● WRITTEN TASK
Report the number of lines in the items below that contain the word "white", with uppercase and lowercase letters treated as distinct. Give only the number.

++++ MATERIAL ++++

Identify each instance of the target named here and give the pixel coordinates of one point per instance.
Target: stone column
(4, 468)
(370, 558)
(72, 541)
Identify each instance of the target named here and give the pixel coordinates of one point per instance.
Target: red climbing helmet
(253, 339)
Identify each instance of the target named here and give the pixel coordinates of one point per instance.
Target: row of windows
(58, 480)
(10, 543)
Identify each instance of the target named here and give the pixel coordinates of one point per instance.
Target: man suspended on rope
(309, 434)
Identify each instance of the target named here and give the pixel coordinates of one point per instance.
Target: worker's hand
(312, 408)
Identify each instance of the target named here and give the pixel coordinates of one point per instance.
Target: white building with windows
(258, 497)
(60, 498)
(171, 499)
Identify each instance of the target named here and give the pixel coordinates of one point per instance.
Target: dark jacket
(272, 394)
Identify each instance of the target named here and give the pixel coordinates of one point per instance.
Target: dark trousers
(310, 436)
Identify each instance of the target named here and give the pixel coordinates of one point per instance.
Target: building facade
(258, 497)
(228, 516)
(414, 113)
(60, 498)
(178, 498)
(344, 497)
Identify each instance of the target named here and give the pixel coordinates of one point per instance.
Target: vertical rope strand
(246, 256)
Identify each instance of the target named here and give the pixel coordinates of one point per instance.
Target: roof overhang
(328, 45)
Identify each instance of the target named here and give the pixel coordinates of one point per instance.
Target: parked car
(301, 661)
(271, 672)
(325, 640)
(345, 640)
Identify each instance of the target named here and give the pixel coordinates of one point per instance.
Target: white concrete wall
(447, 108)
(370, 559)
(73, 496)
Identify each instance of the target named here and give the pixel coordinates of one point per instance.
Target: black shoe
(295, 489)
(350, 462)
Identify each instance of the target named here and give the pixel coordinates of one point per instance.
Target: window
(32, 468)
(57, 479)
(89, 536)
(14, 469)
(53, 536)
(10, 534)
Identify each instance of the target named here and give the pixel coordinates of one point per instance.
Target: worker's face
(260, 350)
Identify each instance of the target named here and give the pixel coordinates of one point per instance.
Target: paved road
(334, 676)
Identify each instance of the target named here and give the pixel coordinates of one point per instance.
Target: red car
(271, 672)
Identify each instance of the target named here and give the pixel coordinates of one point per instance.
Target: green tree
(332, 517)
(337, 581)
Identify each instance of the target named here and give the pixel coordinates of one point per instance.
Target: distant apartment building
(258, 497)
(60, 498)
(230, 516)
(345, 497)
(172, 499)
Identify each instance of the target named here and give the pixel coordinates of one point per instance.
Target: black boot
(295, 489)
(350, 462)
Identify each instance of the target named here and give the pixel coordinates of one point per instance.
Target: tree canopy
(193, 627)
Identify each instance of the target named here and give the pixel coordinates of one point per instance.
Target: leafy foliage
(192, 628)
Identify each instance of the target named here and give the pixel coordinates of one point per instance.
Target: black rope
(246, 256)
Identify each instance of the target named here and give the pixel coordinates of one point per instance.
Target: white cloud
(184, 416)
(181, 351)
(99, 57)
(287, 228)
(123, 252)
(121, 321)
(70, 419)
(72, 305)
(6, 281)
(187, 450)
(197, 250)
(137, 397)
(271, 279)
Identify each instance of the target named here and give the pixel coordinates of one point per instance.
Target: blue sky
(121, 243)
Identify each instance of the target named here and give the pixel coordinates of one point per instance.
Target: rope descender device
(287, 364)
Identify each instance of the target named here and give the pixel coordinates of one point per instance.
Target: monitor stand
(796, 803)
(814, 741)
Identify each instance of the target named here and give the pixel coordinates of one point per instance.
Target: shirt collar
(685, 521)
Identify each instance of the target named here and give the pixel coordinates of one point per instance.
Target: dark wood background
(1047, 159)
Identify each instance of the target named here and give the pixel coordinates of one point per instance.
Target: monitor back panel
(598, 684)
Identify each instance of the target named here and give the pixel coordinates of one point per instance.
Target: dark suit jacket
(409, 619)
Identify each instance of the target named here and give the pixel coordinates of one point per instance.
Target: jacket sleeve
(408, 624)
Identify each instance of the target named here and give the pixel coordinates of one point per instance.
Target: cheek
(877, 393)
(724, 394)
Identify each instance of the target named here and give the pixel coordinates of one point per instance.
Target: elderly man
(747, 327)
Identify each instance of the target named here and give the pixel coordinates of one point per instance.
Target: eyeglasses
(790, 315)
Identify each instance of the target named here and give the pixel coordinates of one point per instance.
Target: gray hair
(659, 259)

++++
++++ MATERIAL ++++

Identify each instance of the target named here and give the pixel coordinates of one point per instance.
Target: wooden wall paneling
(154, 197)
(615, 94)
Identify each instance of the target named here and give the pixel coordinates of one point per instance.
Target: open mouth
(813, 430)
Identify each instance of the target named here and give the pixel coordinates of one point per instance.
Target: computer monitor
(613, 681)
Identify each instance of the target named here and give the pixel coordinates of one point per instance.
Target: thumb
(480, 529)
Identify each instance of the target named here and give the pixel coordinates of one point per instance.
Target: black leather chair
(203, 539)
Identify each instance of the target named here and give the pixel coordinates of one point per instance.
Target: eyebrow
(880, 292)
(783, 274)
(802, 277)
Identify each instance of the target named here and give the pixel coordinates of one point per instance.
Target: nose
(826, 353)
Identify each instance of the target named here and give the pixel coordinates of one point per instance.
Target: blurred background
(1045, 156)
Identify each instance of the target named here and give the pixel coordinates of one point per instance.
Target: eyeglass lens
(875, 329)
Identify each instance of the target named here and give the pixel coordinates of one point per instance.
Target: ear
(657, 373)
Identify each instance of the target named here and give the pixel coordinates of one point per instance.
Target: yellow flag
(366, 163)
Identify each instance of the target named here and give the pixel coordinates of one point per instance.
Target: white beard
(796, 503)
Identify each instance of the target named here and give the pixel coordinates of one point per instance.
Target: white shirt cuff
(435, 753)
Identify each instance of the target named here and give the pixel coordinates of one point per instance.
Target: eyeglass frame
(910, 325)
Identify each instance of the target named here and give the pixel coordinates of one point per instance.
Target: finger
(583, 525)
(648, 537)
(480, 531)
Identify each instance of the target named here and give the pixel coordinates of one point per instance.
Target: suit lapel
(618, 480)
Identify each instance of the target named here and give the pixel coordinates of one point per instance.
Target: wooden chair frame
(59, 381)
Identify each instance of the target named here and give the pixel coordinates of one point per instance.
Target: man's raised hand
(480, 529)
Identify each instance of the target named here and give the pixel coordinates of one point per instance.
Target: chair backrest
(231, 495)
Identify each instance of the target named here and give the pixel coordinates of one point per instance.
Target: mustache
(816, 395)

++++

● SOLUTION TO THIS PROBLEM
5